* TASK DETAILS
In the excerpt on sequencing technology, which amplification method did Gen-Probe use to detect novel variants of the HCV virus?

* EXCERPT
There are, however, important applications that do involve target amplification. For example, at the AGBT conference, Gen-Probe presented data from our system showing the ability to detect novel variants of the HCV virus. And there they used Gen-Probe’s proprietary and rapid transcription-mediated amplification.
On the future of nanopore sequencing and the possibility of it becoming a commercial reality/competition: I think that the experience PacBio had is a good gauge for understanding how long it takes to get a completely new technology into the marketplace. Ours was not actually that different from the Illumina or 454 Technologies in terms of the time frames from the first sequence of a short oligonucleotide to when an instrument can be shipped, and so forth. And it’s always measured in years. That means that when we see a nanopore technology that produces that first sequence of DNA, we can expect it will be at least several years before that technology is ready for the commercial marketplace.
Of course PacBio is watching new technologies very carefully, and at some point the zero-mode waveguides may give way, but our commitment to enabling our customers through longer reads and cheaper runs will not give way. We intend to remain in the forefront of sequencing through the various generations of technology that will come and go.
I think nanopore as it is conceived by many people with a direct readout may never happen. But I think it’s reasonable to think that there will be techniques other than phospho-linked fluorescence-based nucleotides with DNA polymerases. You’ll notice that what are turning out to be the most feasible techniques using a nanopore to sequence are drifting ever closer to the PacBio SMRT sequencing concept where you have a polymerase molecule and you’re using the nanopore to eavesdrop on the activity of that polymerase molecule. So I think that beyond any doubt generations of technology come and go, and while it’s hard to imagine exactly what those technologies are going to look like I think we can be certain that they will come.

* RECORD EXTRACTS
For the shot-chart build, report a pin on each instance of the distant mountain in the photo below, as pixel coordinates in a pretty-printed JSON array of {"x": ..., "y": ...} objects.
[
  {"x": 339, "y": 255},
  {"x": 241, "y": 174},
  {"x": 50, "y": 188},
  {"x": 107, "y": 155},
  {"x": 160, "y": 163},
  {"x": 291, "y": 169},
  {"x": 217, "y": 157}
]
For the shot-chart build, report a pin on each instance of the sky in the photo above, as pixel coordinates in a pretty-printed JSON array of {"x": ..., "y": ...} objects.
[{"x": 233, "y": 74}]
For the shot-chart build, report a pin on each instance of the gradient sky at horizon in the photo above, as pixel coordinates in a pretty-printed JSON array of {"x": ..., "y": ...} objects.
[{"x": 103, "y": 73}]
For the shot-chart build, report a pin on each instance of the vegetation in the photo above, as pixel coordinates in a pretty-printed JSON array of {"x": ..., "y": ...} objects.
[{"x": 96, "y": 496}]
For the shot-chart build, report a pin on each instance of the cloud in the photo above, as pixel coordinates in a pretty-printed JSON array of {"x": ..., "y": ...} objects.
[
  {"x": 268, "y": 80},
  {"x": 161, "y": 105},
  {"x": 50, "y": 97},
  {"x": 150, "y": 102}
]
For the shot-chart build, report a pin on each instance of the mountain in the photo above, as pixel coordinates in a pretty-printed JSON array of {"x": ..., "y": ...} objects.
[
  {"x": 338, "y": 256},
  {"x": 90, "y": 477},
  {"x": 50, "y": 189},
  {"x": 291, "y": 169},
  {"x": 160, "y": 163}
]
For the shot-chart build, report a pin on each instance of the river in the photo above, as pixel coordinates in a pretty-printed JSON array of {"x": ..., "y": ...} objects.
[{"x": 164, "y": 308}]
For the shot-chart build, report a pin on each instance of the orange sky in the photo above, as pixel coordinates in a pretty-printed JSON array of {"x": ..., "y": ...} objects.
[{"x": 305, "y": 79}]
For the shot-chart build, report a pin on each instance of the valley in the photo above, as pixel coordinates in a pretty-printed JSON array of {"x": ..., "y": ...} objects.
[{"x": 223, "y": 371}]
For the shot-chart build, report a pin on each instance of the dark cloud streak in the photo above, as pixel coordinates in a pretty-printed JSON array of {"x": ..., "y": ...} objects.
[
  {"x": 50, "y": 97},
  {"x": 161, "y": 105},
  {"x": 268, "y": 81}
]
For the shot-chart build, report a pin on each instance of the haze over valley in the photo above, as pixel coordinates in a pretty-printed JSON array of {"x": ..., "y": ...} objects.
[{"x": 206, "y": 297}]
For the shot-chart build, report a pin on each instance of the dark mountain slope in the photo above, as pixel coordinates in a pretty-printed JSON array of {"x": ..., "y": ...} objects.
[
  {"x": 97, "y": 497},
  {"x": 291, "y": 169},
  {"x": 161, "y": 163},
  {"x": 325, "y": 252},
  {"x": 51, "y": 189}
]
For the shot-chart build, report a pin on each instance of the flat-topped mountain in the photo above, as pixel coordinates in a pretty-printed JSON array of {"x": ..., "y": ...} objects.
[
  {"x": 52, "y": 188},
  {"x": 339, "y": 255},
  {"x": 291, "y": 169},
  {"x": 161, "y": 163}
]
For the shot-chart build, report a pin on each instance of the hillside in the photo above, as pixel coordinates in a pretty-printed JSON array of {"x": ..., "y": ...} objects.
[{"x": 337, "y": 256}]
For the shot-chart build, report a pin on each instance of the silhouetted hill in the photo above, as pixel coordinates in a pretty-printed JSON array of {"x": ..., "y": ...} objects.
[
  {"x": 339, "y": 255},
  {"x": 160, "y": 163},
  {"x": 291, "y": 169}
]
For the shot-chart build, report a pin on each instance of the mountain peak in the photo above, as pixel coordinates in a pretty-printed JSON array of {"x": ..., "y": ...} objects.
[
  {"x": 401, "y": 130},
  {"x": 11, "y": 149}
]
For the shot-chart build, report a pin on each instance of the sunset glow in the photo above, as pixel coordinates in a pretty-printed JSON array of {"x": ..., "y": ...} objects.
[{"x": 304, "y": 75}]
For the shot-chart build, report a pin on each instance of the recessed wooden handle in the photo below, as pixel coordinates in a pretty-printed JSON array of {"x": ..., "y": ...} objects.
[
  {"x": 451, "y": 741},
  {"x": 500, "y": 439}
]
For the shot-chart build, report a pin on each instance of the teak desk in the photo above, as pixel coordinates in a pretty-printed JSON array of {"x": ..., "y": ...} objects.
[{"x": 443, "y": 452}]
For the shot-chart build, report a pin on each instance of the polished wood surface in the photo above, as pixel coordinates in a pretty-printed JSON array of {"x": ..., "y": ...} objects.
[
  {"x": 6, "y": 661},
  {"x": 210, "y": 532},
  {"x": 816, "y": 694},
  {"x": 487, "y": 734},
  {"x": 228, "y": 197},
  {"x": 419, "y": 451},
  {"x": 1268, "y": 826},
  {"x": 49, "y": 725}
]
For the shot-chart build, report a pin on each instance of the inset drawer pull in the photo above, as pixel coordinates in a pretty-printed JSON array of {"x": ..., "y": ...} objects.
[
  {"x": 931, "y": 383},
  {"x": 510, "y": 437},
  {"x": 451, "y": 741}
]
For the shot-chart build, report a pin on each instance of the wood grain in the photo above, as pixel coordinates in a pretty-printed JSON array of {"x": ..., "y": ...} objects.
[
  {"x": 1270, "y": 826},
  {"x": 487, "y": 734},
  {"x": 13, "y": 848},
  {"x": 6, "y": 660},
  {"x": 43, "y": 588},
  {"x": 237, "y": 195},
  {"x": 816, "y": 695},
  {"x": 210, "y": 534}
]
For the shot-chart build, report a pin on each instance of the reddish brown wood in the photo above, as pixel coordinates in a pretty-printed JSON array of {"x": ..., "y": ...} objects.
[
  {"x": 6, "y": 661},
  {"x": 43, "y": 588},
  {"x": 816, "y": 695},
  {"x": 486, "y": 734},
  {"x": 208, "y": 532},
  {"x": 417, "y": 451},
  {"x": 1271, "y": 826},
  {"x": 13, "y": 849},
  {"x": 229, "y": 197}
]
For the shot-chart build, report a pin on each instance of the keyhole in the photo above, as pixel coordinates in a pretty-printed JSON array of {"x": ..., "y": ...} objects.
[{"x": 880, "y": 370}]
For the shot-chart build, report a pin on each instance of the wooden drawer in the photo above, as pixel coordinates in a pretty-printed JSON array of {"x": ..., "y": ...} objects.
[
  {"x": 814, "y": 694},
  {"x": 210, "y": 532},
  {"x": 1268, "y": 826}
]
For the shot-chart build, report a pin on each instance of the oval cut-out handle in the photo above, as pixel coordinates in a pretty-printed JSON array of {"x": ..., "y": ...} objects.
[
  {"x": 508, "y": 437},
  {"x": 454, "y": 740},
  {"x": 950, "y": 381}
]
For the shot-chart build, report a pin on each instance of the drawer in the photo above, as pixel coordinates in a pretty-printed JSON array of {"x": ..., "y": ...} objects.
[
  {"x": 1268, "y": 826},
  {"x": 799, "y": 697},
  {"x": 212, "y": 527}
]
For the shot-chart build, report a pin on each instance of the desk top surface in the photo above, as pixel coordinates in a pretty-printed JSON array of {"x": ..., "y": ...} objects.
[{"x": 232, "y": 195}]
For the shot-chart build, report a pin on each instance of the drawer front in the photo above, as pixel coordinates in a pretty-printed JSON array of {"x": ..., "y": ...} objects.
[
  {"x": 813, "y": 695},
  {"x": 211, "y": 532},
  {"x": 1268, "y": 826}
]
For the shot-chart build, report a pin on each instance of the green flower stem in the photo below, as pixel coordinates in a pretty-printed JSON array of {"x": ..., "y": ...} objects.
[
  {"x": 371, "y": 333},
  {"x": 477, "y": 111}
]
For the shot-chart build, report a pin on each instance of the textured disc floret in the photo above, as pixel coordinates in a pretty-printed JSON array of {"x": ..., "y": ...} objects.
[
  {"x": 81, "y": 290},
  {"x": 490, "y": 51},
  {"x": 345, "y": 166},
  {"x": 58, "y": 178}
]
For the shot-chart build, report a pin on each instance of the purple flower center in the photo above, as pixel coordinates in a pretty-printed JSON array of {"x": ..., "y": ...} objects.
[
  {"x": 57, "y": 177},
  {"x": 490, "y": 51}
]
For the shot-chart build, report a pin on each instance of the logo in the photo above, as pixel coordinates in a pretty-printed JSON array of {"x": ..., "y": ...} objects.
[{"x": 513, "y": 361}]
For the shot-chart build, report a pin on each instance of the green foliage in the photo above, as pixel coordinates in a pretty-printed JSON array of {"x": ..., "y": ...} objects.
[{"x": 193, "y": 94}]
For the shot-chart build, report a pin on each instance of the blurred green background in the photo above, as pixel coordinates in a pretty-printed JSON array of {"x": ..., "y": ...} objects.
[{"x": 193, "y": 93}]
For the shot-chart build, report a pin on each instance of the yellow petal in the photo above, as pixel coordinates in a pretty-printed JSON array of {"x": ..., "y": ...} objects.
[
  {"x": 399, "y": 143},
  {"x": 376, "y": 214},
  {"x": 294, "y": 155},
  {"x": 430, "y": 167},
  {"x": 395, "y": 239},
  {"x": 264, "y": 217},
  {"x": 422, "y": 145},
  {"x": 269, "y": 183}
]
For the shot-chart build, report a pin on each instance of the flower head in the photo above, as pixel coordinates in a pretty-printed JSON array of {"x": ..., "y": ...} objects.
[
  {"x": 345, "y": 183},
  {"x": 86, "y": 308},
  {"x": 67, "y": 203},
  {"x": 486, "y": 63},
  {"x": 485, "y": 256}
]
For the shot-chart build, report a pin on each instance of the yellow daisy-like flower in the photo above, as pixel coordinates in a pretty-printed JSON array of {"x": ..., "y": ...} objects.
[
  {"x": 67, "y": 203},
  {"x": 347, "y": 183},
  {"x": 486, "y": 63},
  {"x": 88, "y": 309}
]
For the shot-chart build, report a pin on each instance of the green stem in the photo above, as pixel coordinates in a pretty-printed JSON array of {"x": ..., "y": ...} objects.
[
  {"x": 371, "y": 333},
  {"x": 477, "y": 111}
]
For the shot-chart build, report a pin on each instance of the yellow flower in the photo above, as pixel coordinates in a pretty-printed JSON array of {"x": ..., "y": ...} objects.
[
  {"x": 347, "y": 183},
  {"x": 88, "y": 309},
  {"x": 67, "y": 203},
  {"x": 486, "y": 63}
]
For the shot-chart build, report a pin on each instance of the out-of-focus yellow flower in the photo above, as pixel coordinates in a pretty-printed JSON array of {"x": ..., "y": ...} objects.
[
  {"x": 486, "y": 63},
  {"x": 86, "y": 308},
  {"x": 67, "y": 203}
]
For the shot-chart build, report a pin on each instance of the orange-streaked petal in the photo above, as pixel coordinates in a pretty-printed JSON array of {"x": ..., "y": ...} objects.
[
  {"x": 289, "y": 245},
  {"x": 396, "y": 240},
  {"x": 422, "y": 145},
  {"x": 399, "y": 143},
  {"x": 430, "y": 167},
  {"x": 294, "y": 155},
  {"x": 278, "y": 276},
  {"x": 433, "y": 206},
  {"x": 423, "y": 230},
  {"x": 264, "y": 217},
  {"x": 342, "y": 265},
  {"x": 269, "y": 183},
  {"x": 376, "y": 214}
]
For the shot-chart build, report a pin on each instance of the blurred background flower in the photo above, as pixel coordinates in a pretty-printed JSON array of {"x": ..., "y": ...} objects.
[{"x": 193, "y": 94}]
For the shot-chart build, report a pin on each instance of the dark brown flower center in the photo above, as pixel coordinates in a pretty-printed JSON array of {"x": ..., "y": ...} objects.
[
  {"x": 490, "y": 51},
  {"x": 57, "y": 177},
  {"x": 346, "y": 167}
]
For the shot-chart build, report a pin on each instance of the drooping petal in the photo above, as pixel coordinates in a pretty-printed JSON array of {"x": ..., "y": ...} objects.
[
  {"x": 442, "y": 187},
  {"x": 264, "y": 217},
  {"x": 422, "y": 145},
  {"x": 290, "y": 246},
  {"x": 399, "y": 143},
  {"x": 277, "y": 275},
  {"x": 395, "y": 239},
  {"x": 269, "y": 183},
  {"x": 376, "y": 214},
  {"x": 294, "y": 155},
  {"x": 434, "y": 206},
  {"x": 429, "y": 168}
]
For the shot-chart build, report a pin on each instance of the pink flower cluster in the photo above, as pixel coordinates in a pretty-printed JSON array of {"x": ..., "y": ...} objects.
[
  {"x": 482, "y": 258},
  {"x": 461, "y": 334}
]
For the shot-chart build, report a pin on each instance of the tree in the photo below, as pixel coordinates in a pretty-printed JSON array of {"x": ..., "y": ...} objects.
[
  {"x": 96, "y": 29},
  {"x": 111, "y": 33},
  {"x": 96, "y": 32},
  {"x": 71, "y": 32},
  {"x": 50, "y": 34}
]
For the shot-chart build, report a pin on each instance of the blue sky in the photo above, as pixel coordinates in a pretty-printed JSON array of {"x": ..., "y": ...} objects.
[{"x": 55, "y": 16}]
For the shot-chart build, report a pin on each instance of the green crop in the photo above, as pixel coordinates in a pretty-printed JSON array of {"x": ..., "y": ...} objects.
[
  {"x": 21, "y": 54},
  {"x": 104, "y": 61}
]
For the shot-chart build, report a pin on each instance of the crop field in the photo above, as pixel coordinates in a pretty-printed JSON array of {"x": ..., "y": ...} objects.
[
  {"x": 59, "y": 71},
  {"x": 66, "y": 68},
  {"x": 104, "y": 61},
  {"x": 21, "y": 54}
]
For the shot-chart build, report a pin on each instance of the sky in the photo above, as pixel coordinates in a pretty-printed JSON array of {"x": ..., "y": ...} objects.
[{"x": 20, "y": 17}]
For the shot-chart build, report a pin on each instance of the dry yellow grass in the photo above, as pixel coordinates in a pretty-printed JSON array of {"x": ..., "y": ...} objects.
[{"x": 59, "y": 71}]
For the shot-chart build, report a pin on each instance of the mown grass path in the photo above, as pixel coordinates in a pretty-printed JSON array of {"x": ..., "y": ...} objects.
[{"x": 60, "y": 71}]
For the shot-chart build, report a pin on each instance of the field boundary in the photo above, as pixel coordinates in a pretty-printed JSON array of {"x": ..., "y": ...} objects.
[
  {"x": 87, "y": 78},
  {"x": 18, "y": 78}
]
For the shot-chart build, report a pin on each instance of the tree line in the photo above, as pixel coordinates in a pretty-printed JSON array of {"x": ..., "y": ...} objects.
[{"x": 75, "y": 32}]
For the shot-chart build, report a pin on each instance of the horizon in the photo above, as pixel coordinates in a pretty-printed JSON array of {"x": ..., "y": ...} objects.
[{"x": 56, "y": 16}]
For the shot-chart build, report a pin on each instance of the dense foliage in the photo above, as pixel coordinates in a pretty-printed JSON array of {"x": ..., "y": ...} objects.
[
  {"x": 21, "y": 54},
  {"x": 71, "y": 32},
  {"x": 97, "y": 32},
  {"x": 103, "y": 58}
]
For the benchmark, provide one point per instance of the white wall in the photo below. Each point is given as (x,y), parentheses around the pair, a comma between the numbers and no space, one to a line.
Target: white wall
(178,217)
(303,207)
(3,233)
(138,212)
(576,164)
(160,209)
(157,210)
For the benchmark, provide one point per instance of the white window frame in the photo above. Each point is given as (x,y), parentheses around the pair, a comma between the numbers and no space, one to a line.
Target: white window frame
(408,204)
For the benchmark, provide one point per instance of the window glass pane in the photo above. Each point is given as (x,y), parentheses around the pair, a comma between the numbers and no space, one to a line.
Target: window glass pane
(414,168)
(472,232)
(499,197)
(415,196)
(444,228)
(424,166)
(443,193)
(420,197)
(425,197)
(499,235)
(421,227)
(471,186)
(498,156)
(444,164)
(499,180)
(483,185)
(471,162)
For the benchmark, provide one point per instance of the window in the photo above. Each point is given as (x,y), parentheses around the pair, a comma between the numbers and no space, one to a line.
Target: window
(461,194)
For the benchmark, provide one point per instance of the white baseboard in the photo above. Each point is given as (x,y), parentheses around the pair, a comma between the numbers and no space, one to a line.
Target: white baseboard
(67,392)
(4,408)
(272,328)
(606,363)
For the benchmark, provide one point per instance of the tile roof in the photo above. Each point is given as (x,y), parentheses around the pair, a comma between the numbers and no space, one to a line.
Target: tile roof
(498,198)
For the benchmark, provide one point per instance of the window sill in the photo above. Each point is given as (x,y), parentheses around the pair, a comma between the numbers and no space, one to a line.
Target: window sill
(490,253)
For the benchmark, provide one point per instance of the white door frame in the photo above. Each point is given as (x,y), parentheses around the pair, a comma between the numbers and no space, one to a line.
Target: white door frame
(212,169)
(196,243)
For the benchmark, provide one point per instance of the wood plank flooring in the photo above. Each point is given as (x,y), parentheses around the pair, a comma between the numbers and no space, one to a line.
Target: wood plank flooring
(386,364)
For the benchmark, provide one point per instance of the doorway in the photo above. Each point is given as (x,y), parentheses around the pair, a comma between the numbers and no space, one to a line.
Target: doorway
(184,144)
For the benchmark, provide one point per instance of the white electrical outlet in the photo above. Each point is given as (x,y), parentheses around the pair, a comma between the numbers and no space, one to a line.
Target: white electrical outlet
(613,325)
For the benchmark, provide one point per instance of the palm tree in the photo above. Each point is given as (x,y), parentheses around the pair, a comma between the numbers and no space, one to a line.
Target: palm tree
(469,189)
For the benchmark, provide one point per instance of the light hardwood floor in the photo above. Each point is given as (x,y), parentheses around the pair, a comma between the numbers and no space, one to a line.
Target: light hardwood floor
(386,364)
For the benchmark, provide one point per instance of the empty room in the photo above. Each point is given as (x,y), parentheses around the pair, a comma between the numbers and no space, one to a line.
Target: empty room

* WRITTEN ANSWER
Gen-Probe used its proprietary and rapid transcription-mediated amplification.